EXTRACTED MATERIAL section start

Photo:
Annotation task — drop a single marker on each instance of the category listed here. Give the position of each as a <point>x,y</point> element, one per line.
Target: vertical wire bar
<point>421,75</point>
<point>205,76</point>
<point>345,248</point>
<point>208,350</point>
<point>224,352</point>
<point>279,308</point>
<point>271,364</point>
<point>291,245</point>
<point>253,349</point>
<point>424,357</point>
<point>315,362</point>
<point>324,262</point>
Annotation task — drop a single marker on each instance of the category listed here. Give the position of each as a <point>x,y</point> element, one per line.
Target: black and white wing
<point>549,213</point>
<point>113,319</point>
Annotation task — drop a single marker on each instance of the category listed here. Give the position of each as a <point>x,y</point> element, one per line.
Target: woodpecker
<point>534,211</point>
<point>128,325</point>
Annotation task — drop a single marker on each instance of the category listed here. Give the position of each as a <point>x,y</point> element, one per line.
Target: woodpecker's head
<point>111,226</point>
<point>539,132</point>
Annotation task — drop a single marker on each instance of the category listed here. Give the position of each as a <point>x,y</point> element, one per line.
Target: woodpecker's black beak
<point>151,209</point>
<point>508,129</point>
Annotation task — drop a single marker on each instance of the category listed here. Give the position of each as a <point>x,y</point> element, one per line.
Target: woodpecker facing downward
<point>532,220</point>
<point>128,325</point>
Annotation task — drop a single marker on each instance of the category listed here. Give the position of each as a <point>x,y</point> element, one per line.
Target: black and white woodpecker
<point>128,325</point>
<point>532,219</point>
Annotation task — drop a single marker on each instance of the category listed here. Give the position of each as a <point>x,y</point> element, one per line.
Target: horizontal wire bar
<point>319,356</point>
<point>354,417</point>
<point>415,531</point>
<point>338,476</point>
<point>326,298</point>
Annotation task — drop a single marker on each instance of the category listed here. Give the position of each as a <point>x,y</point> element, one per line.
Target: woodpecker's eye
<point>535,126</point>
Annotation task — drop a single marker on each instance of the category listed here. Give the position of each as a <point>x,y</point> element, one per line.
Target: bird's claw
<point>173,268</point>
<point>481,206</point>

EXTRACTED MATERIAL section end

TASK TO CARRY OUT:
Write out exactly each line of the entries, starting at the one containing "Target: woodpecker's eye" and finishing with the last line.

ANSWER TO THIS EXERCISE:
Target: woodpecker's eye
<point>535,126</point>
Annotation task — drop a single marker on each instance of the category listed here. Give the position of each as a <point>x,y</point> element, one per line.
Target: bird's claw
<point>173,268</point>
<point>481,206</point>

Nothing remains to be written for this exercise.